## Start Selected text

U.S. nonprofit organization

The Center for Applied Transgender Studies (CATS) is an independent nonprofit research organization founded in 2021 in Chicago, Illinois. The organization works to promote empirical academic research on issues of relevance to transgender populations globally and mobilizes scholarly knowledge to engage in both policy advocacy and public education. Together with Northwestern University Libraries, CATS publishes the platinum open access peer-reviewed academic journal Bulletin of Applied Transgender Studies.

Within the transgender movement, CATS is best known for combating widespread misinformation about transgender health and politics. Within academia, the organization is best known for its development and advancement of applied transgender studies as a key area of scholarly research.

== History ==
The Center for Applied Transgender Studies (CATS) was founded on January 29, 2021, by academic researchers and transgender rights activists TJ Billard, Avery Everhart, and Erique Zhang. The three founders formed the organization's initial board of directors, with Billard serving as the organization's first executive director. V Varun Chaudhry and Ryan Karnoski later joined the board as at-large representatives. The organization was publicly launched on March 31, 2021, in commemoration of International Transgender Day of Visibility.

CATS launched as a closed membership organization whose members are referred to as Fellows. Members join the organization at one of two different ranks: Senior Fellow (meaning the member holds one or more terminal degrees) or Junior Fellow (meaning the member is enrolled in a terminal-degree-seeking program). At the time of the organization's launch, CATS consisted of 30 Fellows, 20 of whom were Senior Fellows and 10 of whom were Junior Fellows. This cohort of Fellows included scholars working in five countries and at a variety of research institutions, including Google, Johns Hopkins University, NASA, New York University, Northwestern University, Princeton University, the University of California, Berkeley, the University of Michigan, the University of North Carolina at Chapel Hill, the University of Pennsylvania, the University of Southern California, and the University of Washington. In July 2021, CATS opened competitive applications for new members, who were evaluated and appointed by the organization's board of directors. In December 2021, the organization announced that 10 of the nearly 200 applicants were selected to join CATS as Fellows, with four new Senior Fellows and six new Junior Fellows joining. These Fellows included scholars from Stanford University, the University of California, Los Angeles, and Yale University. CATS prioritizes the principle of “by trans people... for trans people,” and thus all of the organization's Fellows are transgender.

## End Selected text
## Start Stored records

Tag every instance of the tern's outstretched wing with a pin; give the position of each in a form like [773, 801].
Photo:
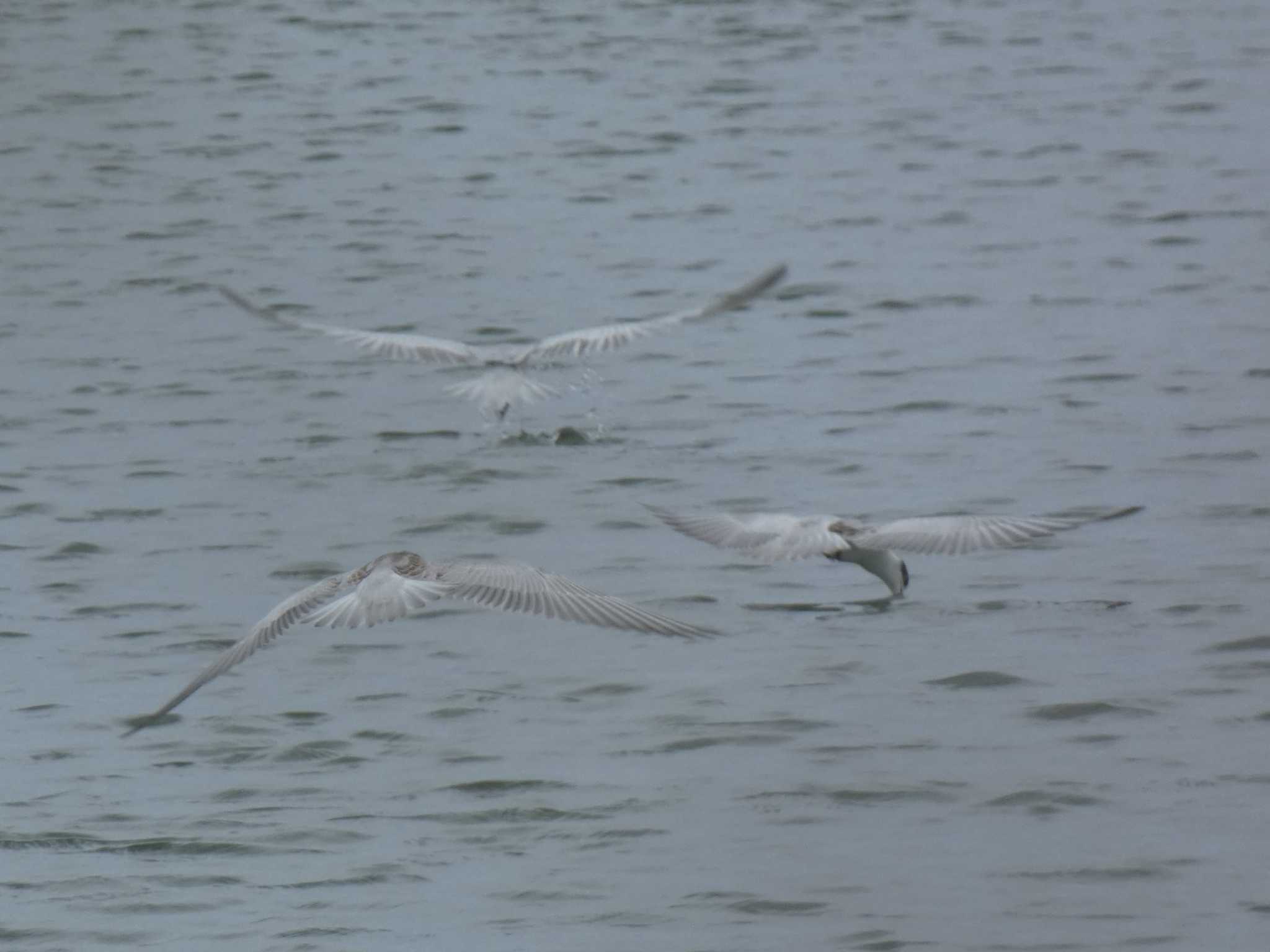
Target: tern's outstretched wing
[610, 337]
[286, 613]
[954, 535]
[522, 588]
[769, 536]
[402, 347]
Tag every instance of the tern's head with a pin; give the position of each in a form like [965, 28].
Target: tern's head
[403, 563]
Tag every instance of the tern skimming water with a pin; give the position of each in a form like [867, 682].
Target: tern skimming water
[778, 536]
[402, 583]
[506, 383]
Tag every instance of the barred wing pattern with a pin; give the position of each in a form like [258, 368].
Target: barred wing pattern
[403, 347]
[571, 344]
[956, 535]
[522, 588]
[402, 583]
[769, 536]
[610, 337]
[776, 536]
[286, 613]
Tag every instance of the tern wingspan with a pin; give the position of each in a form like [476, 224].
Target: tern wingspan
[401, 583]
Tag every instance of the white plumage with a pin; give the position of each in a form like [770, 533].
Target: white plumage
[506, 383]
[402, 583]
[778, 536]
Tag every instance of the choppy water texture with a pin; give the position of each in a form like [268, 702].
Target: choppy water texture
[1028, 248]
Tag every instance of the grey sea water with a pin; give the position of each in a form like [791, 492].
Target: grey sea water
[1028, 253]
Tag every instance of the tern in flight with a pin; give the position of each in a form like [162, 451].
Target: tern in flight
[506, 381]
[778, 536]
[402, 583]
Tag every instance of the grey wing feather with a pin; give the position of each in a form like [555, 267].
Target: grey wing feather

## End Stored records

» Short exercise
List every person the passage about the Center for Applied Transgender Studies names as serving on the organization's board of directors. Rely only on the passage about the Center for Applied Transgender Studies.

» Answer in full
TJ Billard, Avery Everhart, Erique Zhang, V Varun Chaudhry, Ryan Karnoski